====== Supplied material

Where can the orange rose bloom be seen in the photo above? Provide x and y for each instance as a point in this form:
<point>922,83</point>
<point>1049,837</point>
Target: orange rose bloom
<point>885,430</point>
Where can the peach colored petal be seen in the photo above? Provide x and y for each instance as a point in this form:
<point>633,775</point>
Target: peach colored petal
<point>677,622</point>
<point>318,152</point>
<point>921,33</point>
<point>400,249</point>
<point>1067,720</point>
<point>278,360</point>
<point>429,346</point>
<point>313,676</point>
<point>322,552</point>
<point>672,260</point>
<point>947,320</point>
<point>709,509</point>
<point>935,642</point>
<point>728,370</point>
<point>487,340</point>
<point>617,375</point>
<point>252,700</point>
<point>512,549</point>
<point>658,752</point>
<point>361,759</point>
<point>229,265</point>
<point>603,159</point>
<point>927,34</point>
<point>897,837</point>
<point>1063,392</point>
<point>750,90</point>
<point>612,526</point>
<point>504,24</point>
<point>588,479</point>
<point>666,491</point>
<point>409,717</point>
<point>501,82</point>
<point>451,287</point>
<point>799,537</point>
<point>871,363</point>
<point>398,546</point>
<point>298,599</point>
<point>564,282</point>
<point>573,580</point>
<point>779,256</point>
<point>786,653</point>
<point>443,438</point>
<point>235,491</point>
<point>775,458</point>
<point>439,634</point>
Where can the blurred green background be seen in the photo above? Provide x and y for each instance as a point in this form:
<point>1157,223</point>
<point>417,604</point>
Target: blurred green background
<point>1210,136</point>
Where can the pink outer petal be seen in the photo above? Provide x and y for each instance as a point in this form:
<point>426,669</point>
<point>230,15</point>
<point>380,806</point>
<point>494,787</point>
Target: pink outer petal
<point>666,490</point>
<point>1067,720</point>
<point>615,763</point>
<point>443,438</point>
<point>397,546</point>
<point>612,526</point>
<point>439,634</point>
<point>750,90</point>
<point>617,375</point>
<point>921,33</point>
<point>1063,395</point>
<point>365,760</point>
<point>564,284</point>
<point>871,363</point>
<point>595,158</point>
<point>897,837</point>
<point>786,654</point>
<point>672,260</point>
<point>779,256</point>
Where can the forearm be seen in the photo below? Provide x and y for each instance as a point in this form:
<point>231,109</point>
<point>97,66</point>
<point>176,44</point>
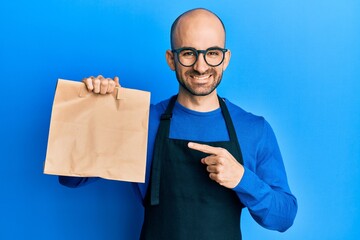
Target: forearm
<point>272,207</point>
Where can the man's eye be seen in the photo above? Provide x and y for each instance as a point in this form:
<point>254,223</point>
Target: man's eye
<point>213,53</point>
<point>187,53</point>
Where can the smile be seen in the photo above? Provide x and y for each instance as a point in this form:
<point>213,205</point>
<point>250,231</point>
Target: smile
<point>201,77</point>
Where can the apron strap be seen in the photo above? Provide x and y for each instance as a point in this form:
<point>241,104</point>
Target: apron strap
<point>231,129</point>
<point>163,134</point>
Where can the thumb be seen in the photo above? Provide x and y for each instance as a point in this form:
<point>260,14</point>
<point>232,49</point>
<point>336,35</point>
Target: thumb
<point>116,79</point>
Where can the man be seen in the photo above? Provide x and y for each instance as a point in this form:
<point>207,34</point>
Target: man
<point>207,158</point>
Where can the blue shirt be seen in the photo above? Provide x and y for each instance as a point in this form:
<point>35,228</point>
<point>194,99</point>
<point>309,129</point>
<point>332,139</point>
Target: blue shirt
<point>263,188</point>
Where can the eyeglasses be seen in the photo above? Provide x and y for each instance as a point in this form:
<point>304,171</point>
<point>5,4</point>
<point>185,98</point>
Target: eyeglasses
<point>188,56</point>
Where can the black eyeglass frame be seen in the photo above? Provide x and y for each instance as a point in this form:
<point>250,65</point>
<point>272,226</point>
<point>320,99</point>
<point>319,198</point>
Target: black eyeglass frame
<point>197,52</point>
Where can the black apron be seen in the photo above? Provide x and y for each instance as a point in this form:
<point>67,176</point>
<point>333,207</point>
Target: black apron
<point>182,202</point>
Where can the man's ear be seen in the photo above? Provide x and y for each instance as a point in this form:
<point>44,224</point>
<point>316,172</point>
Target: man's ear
<point>170,59</point>
<point>226,59</point>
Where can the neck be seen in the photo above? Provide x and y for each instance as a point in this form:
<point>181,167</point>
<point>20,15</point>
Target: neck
<point>199,103</point>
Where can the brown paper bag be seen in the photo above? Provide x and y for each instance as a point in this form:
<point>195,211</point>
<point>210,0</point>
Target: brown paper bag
<point>94,135</point>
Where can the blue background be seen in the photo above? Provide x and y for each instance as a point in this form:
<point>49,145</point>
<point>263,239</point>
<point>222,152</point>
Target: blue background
<point>297,63</point>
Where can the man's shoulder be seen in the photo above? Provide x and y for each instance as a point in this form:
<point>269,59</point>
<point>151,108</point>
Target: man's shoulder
<point>242,115</point>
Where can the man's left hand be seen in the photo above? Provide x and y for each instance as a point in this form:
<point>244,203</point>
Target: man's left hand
<point>221,165</point>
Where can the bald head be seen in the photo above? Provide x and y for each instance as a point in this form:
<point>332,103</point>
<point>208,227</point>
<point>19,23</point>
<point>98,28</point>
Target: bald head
<point>193,21</point>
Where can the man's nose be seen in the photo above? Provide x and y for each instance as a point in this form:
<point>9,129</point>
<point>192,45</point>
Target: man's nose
<point>201,66</point>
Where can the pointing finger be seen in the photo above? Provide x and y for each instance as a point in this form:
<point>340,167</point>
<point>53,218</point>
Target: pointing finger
<point>204,148</point>
<point>116,79</point>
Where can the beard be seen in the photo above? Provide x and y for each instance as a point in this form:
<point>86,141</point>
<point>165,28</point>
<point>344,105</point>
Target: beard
<point>199,89</point>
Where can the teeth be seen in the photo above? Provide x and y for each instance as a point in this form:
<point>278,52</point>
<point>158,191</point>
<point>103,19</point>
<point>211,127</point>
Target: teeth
<point>201,77</point>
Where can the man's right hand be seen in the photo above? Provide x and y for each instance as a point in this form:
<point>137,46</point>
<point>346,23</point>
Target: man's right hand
<point>101,85</point>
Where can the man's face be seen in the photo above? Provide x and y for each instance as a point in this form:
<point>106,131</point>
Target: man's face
<point>200,33</point>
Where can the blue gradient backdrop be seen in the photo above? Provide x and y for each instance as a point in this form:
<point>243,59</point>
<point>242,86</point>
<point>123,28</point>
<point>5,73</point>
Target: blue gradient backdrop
<point>297,63</point>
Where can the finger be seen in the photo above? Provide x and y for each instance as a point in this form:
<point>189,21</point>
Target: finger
<point>213,169</point>
<point>89,84</point>
<point>96,83</point>
<point>111,86</point>
<point>204,148</point>
<point>211,160</point>
<point>117,83</point>
<point>104,85</point>
<point>213,176</point>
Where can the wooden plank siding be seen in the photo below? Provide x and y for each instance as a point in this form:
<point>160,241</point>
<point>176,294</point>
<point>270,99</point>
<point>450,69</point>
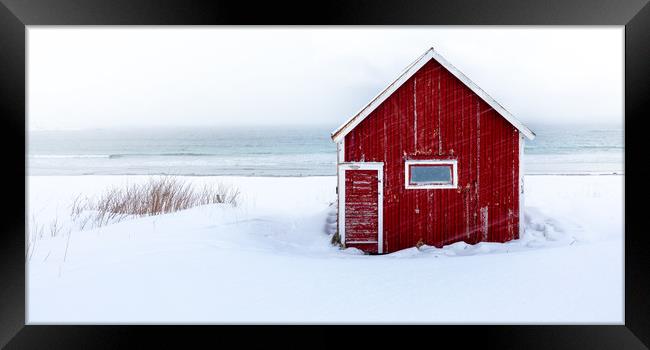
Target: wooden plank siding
<point>434,115</point>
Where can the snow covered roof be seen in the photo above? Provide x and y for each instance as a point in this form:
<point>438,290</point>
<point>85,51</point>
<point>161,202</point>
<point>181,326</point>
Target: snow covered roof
<point>408,72</point>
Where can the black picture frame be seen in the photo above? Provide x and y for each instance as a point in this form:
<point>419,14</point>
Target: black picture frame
<point>15,15</point>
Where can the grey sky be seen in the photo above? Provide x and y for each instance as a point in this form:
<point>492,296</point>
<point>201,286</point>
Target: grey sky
<point>96,77</point>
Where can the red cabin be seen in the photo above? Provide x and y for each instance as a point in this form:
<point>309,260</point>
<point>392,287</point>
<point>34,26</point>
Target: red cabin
<point>430,160</point>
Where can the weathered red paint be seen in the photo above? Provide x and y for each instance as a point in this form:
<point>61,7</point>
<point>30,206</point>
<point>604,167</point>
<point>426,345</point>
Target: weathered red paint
<point>434,115</point>
<point>361,207</point>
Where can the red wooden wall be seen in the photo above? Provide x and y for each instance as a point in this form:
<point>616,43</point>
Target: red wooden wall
<point>435,116</point>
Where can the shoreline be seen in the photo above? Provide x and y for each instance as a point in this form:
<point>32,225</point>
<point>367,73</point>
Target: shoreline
<point>295,176</point>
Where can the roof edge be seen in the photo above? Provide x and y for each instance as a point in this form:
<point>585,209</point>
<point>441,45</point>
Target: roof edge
<point>407,73</point>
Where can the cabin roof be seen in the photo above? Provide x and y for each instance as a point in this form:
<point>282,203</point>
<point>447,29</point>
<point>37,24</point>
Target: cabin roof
<point>408,72</point>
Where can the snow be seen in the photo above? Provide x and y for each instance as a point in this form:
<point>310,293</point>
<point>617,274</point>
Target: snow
<point>269,260</point>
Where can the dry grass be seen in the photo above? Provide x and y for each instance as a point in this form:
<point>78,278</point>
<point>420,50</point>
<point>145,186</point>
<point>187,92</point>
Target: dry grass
<point>159,195</point>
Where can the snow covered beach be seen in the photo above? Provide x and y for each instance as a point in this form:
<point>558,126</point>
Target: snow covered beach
<point>269,260</point>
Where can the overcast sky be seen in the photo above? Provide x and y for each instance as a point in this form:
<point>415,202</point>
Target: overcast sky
<point>100,77</point>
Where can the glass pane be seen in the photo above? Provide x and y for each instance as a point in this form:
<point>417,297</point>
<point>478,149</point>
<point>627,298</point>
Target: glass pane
<point>422,174</point>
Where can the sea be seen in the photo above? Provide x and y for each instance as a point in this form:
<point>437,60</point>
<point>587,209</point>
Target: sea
<point>278,151</point>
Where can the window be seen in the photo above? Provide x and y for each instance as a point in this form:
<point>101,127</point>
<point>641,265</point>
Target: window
<point>431,174</point>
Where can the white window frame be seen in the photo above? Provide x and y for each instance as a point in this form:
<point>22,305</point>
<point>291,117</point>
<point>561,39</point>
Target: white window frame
<point>454,173</point>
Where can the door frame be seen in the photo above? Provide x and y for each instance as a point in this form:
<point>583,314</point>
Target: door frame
<point>379,167</point>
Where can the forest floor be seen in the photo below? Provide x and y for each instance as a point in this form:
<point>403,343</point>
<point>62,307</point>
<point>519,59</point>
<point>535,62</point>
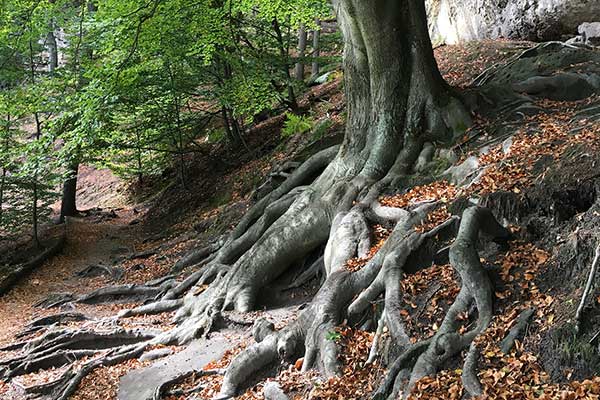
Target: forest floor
<point>544,186</point>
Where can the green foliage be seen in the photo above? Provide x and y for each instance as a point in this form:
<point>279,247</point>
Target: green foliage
<point>139,85</point>
<point>296,124</point>
<point>321,128</point>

============

# Written instruction
Please rewrite as a numbered list the lines of the records above, starting with the line that contains "Where can the black picture" and going on through the line that contains "<point>15,15</point>". Include only those lines and leave out any blank ones.

# Finished answer
1. Where can the black picture frame be seen in the photo above? Provide x and y for each instance as a point in this form:
2. <point>419,14</point>
3. Target: black picture frame
4. <point>15,15</point>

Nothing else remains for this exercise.